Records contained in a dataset
=======
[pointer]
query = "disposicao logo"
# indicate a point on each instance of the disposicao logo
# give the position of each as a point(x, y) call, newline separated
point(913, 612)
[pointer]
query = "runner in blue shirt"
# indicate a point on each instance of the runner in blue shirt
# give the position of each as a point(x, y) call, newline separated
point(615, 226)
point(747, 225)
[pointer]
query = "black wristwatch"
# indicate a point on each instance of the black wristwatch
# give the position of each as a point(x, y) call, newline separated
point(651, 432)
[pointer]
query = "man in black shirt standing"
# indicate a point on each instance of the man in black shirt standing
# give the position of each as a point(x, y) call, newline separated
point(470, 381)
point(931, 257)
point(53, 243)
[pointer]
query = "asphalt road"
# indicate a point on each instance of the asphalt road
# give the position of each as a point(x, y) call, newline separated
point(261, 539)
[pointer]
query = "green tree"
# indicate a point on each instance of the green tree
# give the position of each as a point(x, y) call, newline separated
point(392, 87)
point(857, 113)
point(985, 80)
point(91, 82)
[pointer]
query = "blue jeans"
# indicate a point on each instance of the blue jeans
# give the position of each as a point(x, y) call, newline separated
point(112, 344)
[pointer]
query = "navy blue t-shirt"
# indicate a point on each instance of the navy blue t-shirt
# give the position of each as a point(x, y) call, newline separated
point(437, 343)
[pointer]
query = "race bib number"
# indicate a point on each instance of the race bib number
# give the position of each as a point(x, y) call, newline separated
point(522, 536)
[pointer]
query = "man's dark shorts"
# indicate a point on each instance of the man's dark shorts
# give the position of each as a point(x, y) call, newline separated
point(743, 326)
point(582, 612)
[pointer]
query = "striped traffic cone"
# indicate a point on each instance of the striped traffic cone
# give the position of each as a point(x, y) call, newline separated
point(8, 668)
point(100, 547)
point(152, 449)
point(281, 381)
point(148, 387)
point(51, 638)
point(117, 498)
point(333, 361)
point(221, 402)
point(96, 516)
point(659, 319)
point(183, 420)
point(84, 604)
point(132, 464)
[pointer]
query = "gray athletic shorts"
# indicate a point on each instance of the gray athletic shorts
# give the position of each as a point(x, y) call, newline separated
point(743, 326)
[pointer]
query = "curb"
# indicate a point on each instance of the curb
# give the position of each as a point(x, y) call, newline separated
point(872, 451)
=======
■ Required action ■
Output every record above, exactly as written.

■ Response for this exercise ■
[pointer]
query = "disposicao logo"
# indicate a point on each instance of the disposicao logo
# give the position of each as a point(x, y) call, newline separated
point(913, 612)
[pointer]
query = "runner in blue shirt"
# indicate a point on each instance of the runner in blue shirt
# give the position of each as a point(x, y) call, newline separated
point(615, 226)
point(747, 225)
[pointer]
query = "black wristwatch"
# indicate a point on each instance of the black wristwatch
# give the position of each as a point(x, y) call, newline separated
point(651, 432)
[pointer]
query = "man in black shirt standing"
# indicate a point on each instance of the man in black shirt standing
# give the position of each as a point(x, y) call, newline separated
point(470, 381)
point(931, 257)
point(53, 243)
[pointer]
query = "asphalt road"
# indicate a point on each instance of the asphalt road
# give the position of each as a point(x, y) call, newline separated
point(261, 539)
[pointer]
query = "green tree"
# indicate a point on each instance of the green tree
# give the position of each as a point(x, y) call, newline separated
point(392, 87)
point(857, 113)
point(985, 80)
point(91, 82)
[pointer]
query = "blue jeans"
# indicate a point on each instance of the blue jeans
# give the position of each as a point(x, y) call, newline separated
point(112, 344)
[pointer]
query = "navy blue t-shirt"
# indicate a point on each instance of the navy blue t-shirt
# give the position of each as a point(x, y) call, newline separated
point(437, 343)
[pointer]
query = "race bib number"
# indicate a point on each instance of the race bib number
# give the position of each as a point(x, y) call, newline separated
point(522, 536)
[pointer]
query = "man's dark shorts"
# indicate a point on each instance of the man's dark shorts
# give the position of each as a point(x, y) call, newline separated
point(743, 326)
point(582, 612)
[pointer]
query = "striped traffic cone"
# indicate a point on each instance of the striped traffic cone
# give the position of each as a point(x, y) call, newline separated
point(8, 668)
point(100, 547)
point(152, 449)
point(281, 381)
point(148, 387)
point(51, 638)
point(117, 498)
point(333, 361)
point(221, 402)
point(96, 516)
point(659, 319)
point(183, 420)
point(84, 604)
point(132, 464)
[pointer]
query = "gray athletic shorts"
# indicate a point on each instance of the gray athletic shorts
# give the position of each as a point(x, y) call, newline separated
point(743, 326)
[pointer]
query = "curb"
# indicate a point on each instance of the curb
# give the position of each as a point(x, y) call, newline separated
point(872, 451)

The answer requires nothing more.